WHAT YOU NEED TO DO: In the Google book review below, condense the paragraph that opens "Author Steven Levy" into a short list that keeps its main facts.

Author Steven Levy, Senior Writer for Wired Magazine, takes readers through a myriad of fascinating stories that will resonate with folks who interacted with Google (and their algorithm) during the early days of search. Levy's access to the key team members, including founders Sergey Brin and Larry Page, plus Marissa Mayer, Eric Schmidt and other prominent team members has enabled him to deliver a wealth of insights about how Google came to be.

Themes from the book include:

  • The company places Engineers and Mathematicians at the highest level on their organizational chart. No other skill set comes close.
  • Relevancy and Speed were and remain key objectives of the Google Search experience

Anecdotes include:

  • Google's hardware infrastructure was built with Band-Aids holding it together. Their growth rate and capital investment requirements were so gigantic that they scrimped on hardware and anticipated (abnormally high) failure rates of their equipment.
  • Google was very fearful of letting Microsoft gain an understanding of how explosive their growth and revenue were or how lucrative Search was proving to be. They went so far as to create fake company names to lease new server facilities so nobody could quantify the pace with which they were expanding.
  • The transition from an impression-based ad-serving model (CPM) to an auction-based one was a gigantic step; one that was met with significant internal resistance, primarily from the sales and marketing folks who thought it would open up a hornet's nest with their customers.  It was a $300 million business when they shut it down. The engineers however were all for it, as they were able to calculate, then estimate the jump in revenue that would occur after the switch to the auction model took effect.
  • CEO Eric Schmidt became very upset when he discovered that personal information about him was readily available through a Google search.

If you can carve out the time to read this book, you will be rewarded with a collection of details on Google that should help put the history of Search into perspective and shed light on where Google is headed in the future.

(Stored data entries)
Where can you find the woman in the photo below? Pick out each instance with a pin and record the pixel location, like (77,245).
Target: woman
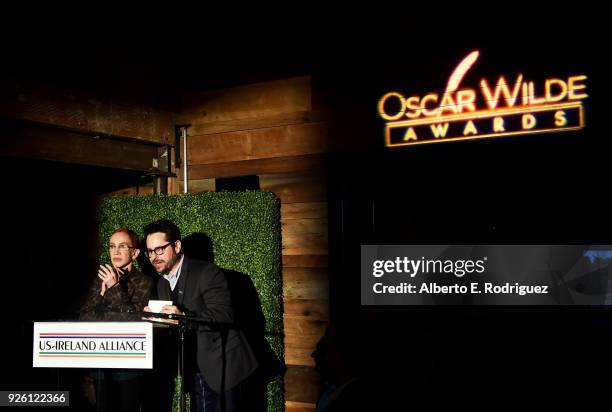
(119,293)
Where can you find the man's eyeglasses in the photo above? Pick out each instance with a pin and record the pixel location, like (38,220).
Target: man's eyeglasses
(122,247)
(158,250)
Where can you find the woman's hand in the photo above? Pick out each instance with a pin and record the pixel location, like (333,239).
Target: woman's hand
(109,276)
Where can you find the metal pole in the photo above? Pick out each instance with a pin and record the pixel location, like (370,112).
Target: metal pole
(184,159)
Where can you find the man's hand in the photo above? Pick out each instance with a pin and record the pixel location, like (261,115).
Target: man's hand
(109,276)
(169,309)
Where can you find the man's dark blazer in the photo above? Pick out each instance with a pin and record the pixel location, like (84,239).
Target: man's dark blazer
(203,292)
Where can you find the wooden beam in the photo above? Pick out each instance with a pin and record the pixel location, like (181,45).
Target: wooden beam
(34,142)
(296,188)
(265,99)
(285,164)
(251,123)
(60,107)
(291,406)
(305,261)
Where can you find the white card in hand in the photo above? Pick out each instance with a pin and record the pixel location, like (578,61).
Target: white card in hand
(156,305)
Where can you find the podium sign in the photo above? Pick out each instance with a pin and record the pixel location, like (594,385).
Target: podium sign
(127,345)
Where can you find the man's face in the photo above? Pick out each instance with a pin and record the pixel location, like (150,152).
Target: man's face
(164,262)
(120,250)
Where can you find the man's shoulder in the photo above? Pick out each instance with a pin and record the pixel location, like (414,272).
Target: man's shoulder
(197,265)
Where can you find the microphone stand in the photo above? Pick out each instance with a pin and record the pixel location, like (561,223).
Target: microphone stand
(182,323)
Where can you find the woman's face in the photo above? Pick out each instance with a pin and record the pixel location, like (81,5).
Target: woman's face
(120,250)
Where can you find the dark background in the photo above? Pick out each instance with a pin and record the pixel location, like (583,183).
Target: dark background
(524,189)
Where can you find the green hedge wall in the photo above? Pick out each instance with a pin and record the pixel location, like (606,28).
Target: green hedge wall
(244,228)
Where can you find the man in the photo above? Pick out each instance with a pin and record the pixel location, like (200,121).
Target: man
(118,293)
(197,288)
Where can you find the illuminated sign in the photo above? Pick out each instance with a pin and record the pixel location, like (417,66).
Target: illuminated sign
(495,109)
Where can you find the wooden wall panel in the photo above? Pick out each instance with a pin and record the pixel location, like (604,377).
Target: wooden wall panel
(271,130)
(271,142)
(247,102)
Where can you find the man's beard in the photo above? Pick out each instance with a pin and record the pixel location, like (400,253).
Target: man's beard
(168,267)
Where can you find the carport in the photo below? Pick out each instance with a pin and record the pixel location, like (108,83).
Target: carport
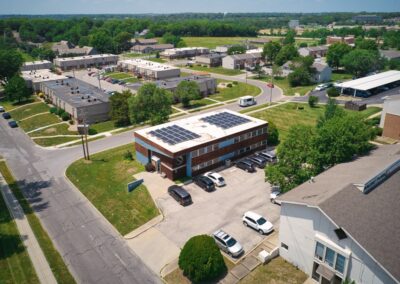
(362,86)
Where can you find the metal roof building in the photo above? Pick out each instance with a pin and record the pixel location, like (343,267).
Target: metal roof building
(371,82)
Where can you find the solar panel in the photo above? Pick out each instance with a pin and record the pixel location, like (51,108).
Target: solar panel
(225,120)
(173,134)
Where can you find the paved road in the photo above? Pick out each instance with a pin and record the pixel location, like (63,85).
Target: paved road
(90,246)
(92,249)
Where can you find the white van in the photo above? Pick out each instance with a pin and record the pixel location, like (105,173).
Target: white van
(247,101)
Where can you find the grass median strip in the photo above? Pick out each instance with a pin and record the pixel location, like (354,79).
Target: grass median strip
(104,179)
(55,260)
(15,264)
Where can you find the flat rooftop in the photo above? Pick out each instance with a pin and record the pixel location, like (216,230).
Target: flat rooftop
(373,81)
(203,131)
(146,64)
(85,57)
(76,92)
(41,75)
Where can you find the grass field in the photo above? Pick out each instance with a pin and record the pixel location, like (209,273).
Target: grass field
(217,70)
(39,121)
(28,110)
(15,264)
(11,105)
(277,271)
(287,115)
(47,142)
(57,265)
(104,181)
(237,91)
(59,129)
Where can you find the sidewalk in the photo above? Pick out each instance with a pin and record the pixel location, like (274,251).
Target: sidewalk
(36,255)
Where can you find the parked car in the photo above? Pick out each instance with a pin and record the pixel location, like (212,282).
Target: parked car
(270,156)
(6,115)
(227,243)
(205,183)
(259,161)
(216,178)
(246,165)
(257,222)
(13,124)
(275,192)
(180,194)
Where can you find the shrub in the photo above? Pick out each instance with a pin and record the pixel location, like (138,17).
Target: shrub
(201,260)
(65,116)
(333,92)
(312,101)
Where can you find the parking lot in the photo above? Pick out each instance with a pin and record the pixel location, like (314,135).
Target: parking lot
(221,209)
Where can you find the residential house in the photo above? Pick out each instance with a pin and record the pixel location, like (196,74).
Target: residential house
(344,223)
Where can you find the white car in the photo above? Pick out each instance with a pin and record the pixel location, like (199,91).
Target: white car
(257,222)
(217,179)
(228,244)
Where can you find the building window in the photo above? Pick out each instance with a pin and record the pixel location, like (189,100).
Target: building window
(319,251)
(340,263)
(285,246)
(329,256)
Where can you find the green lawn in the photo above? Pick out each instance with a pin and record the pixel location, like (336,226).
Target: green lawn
(53,141)
(57,265)
(217,70)
(39,121)
(11,105)
(102,127)
(15,264)
(287,115)
(277,271)
(59,129)
(29,110)
(104,181)
(212,42)
(237,91)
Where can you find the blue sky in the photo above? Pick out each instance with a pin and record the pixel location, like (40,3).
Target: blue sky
(177,6)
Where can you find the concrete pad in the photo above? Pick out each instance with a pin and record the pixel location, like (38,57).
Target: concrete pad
(251,262)
(154,249)
(229,279)
(240,271)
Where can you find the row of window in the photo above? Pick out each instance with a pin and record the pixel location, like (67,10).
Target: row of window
(237,139)
(330,257)
(238,152)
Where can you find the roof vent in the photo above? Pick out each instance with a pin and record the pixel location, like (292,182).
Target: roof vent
(379,178)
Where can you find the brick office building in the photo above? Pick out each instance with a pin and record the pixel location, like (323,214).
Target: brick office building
(197,144)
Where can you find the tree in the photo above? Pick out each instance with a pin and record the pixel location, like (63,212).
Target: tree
(287,52)
(150,104)
(119,109)
(187,91)
(10,63)
(273,134)
(289,37)
(236,49)
(201,259)
(360,62)
(339,139)
(335,54)
(16,89)
(312,101)
(293,167)
(271,50)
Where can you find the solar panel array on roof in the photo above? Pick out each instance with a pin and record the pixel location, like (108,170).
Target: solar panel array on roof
(174,134)
(225,120)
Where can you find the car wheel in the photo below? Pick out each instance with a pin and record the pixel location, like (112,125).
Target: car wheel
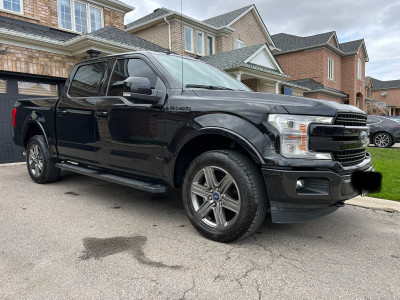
(41,167)
(224,195)
(383,140)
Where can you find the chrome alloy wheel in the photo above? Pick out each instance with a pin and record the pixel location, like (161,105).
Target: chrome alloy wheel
(215,197)
(382,140)
(35,160)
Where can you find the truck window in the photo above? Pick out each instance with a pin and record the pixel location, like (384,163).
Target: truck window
(86,82)
(125,68)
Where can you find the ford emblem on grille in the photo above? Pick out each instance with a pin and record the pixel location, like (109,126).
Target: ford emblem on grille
(364,137)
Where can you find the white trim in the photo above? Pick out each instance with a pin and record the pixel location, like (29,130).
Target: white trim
(213,44)
(270,56)
(21,6)
(197,43)
(88,4)
(191,39)
(331,71)
(359,69)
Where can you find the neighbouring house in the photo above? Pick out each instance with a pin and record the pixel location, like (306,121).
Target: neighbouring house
(384,93)
(237,42)
(41,40)
(331,70)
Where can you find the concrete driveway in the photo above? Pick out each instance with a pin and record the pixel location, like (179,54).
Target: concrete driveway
(82,238)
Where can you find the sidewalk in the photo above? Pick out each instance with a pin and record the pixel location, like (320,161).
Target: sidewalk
(375,203)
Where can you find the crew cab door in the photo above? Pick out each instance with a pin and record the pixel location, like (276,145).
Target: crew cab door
(75,121)
(130,131)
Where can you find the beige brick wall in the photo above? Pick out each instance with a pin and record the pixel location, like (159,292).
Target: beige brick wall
(392,97)
(45,13)
(156,34)
(247,30)
(113,18)
(324,97)
(24,60)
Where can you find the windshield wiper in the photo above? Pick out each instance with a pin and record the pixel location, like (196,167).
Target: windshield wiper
(208,87)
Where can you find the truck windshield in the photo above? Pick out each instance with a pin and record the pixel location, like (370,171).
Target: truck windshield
(197,74)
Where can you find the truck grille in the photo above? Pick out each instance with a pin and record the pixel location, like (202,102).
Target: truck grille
(350,157)
(351,119)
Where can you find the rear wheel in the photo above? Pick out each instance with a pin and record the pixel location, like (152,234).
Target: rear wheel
(41,167)
(383,140)
(224,195)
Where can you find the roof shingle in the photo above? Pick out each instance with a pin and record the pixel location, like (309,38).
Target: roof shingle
(112,33)
(225,19)
(315,85)
(233,57)
(288,42)
(154,15)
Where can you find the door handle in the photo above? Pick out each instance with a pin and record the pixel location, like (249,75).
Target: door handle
(102,114)
(62,111)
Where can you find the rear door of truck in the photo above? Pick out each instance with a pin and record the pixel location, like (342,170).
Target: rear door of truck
(75,120)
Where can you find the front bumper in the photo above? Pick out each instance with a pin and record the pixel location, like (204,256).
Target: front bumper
(321,193)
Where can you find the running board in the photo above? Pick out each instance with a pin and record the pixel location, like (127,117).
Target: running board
(133,183)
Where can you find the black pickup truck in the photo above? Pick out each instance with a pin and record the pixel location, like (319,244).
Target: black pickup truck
(135,119)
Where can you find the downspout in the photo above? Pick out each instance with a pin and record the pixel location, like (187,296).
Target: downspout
(169,33)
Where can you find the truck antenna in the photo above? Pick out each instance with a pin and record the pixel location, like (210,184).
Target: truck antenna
(182,45)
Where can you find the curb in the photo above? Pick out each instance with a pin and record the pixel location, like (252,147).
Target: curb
(375,203)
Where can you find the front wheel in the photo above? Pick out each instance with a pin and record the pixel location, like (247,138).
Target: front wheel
(383,140)
(41,167)
(224,195)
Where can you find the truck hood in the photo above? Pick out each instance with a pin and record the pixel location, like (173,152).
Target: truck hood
(291,104)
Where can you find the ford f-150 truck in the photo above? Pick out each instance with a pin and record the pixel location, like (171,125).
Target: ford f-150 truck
(137,120)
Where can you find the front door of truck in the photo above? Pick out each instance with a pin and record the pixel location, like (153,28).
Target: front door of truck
(75,121)
(130,132)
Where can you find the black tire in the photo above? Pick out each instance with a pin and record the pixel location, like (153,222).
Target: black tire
(241,203)
(383,140)
(41,167)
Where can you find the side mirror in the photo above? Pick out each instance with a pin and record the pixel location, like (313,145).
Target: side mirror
(139,88)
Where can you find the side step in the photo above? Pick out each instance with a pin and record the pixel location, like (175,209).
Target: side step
(133,183)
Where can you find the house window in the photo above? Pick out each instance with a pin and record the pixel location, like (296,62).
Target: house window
(210,45)
(12,5)
(239,44)
(95,18)
(200,43)
(359,73)
(188,39)
(79,16)
(331,69)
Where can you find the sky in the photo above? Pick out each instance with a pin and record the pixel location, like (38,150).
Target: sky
(377,21)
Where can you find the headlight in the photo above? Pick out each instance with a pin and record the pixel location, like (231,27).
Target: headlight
(294,136)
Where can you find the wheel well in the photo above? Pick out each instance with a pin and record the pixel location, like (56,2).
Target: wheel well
(199,145)
(381,132)
(33,129)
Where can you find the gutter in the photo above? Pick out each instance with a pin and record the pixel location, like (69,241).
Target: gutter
(169,33)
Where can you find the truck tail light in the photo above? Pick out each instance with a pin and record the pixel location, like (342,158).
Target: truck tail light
(14,114)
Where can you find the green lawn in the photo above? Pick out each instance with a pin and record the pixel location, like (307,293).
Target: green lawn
(387,161)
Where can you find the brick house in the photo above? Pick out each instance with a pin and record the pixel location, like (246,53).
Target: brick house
(331,70)
(40,41)
(384,93)
(237,42)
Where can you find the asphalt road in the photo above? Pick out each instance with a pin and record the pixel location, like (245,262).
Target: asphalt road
(82,238)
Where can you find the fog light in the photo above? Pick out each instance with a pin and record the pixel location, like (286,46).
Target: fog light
(300,184)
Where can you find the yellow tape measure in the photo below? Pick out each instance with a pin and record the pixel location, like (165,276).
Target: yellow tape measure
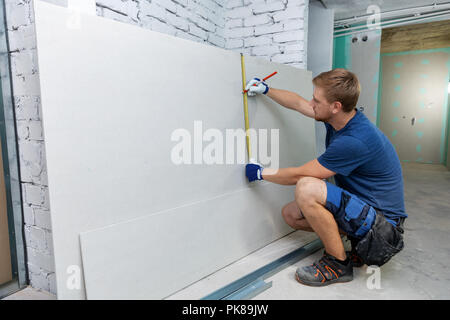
(244,82)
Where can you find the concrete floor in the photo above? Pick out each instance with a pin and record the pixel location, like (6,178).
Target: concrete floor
(30,293)
(419,271)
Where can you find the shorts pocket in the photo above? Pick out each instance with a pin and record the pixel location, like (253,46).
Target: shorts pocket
(353,208)
(381,243)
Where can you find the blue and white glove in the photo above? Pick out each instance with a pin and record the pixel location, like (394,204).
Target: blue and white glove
(253,171)
(260,88)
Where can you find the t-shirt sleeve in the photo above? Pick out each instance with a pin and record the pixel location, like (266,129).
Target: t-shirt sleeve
(344,155)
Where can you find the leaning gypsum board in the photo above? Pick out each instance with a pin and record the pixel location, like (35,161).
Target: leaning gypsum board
(109,113)
(154,256)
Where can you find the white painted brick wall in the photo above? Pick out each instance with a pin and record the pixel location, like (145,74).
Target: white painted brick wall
(271,29)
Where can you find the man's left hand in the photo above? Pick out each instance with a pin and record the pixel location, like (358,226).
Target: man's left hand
(253,171)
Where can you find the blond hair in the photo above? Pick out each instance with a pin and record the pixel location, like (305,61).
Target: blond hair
(339,85)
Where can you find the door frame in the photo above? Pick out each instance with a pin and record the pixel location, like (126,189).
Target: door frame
(9,141)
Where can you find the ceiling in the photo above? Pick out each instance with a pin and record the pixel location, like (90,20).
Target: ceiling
(350,8)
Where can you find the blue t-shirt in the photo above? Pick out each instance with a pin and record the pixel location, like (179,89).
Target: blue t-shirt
(366,165)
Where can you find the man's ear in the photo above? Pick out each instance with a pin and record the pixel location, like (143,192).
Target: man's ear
(336,107)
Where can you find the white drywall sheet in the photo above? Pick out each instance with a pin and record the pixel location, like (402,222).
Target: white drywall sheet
(112,96)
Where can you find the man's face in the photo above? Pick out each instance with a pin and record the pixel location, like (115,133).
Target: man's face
(322,108)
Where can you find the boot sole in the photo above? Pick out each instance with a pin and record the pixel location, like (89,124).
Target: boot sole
(326,283)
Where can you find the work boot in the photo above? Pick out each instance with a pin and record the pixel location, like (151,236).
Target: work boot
(325,271)
(354,258)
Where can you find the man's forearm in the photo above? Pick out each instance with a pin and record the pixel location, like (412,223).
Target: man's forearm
(291,100)
(284,176)
(290,176)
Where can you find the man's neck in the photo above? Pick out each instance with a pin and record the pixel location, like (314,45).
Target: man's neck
(341,122)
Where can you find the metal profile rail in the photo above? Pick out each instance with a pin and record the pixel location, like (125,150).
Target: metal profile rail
(253,283)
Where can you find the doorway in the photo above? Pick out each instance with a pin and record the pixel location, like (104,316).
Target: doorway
(13,273)
(5,251)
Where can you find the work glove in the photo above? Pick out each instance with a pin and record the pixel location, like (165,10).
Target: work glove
(253,171)
(260,88)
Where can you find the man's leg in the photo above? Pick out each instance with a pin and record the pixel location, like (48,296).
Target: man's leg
(311,197)
(294,218)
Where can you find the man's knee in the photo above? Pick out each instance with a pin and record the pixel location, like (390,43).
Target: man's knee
(290,213)
(309,191)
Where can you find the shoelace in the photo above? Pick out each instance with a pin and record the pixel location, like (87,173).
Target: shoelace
(326,270)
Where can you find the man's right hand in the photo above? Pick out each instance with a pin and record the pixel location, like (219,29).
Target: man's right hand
(260,88)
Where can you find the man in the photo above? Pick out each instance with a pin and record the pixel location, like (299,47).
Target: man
(363,162)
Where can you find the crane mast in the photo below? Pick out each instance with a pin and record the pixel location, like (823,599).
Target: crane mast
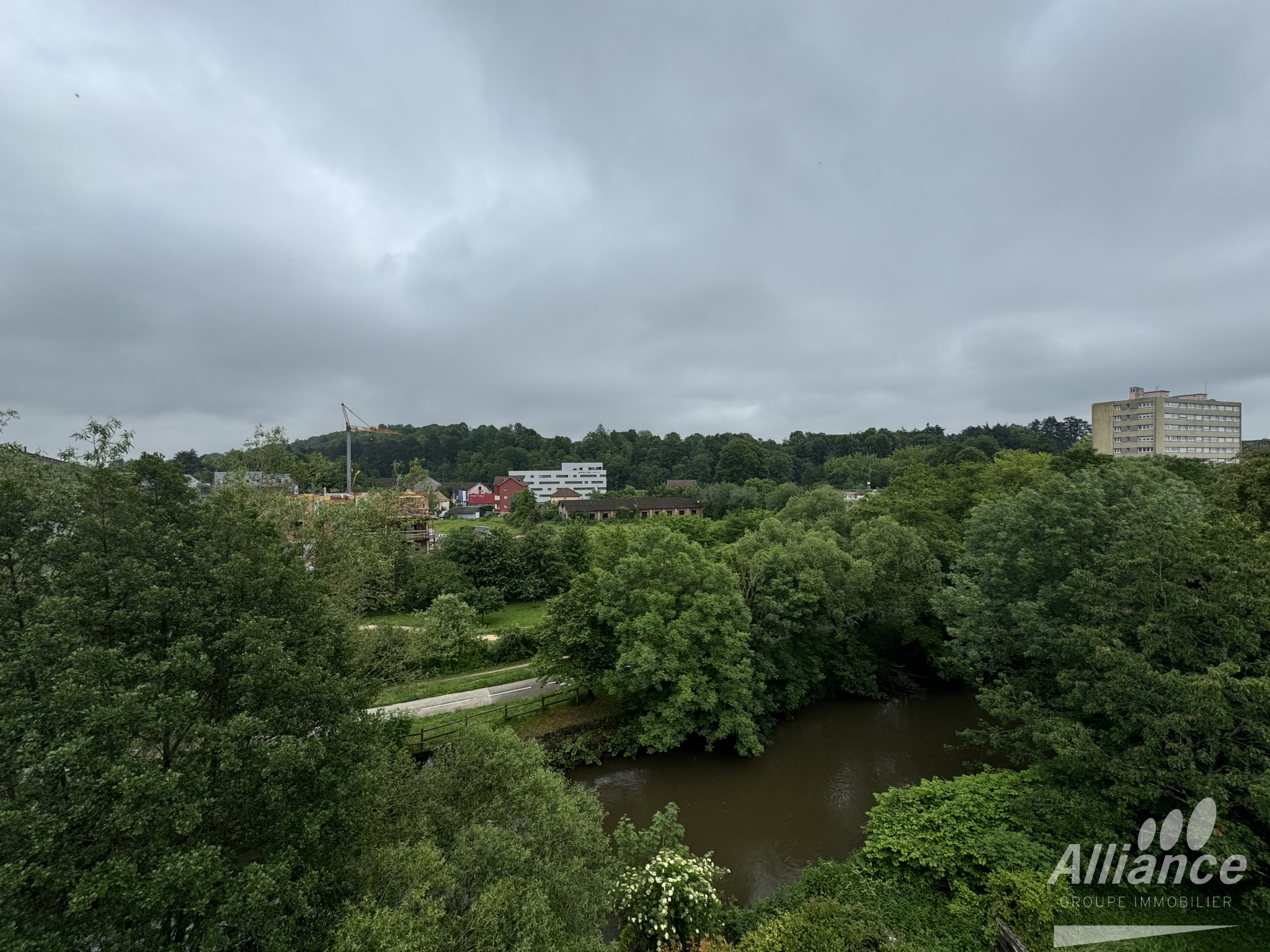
(349,443)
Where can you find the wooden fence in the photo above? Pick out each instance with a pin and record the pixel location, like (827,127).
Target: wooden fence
(426,738)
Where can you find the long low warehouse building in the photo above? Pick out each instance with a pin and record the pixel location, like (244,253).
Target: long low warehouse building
(639,508)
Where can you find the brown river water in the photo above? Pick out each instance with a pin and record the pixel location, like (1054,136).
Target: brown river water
(806,798)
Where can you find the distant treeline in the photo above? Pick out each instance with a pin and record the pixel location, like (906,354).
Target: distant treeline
(643,460)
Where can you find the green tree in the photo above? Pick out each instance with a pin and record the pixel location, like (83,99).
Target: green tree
(664,895)
(662,626)
(571,542)
(804,594)
(487,599)
(446,635)
(186,756)
(1246,488)
(543,570)
(487,850)
(742,460)
(523,509)
(1114,626)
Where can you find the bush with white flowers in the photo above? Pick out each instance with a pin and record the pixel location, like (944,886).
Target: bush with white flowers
(672,901)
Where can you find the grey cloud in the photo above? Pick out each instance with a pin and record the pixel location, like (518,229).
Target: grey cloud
(710,216)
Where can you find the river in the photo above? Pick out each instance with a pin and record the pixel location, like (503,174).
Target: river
(806,798)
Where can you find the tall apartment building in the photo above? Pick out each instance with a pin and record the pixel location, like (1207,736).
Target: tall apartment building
(584,479)
(1152,421)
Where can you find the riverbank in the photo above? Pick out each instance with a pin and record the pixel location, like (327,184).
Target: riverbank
(806,798)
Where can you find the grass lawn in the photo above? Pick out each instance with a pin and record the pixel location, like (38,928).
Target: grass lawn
(453,684)
(513,614)
(446,526)
(531,725)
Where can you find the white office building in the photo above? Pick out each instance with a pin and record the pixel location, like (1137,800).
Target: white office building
(582,479)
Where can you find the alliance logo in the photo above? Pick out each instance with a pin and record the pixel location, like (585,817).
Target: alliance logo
(1143,873)
(1116,857)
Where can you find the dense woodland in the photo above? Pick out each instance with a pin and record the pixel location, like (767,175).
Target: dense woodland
(189,762)
(642,460)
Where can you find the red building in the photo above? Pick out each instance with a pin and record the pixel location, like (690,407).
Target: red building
(506,488)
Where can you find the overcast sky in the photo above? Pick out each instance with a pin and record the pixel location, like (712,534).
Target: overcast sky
(690,216)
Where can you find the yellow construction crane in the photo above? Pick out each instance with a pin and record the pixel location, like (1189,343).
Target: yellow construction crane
(349,441)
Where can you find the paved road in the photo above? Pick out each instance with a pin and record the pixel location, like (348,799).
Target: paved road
(463,700)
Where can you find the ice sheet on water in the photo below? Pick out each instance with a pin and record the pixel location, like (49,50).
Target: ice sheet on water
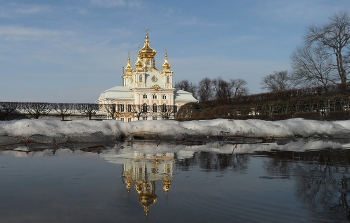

EXERCISE SOLUTION:
- Steven Levy, a Senior Writer for Wired Magazine, wrote the book.
- It tells many stories that will resonate with people who used Google and its algorithm in the early days of search.
- Levy had access to key team members, including founders Sergey Brin and Larry Page, Marissa Mayer and Eric Schmidt.
- That access let him offer many insights into how Google came to be.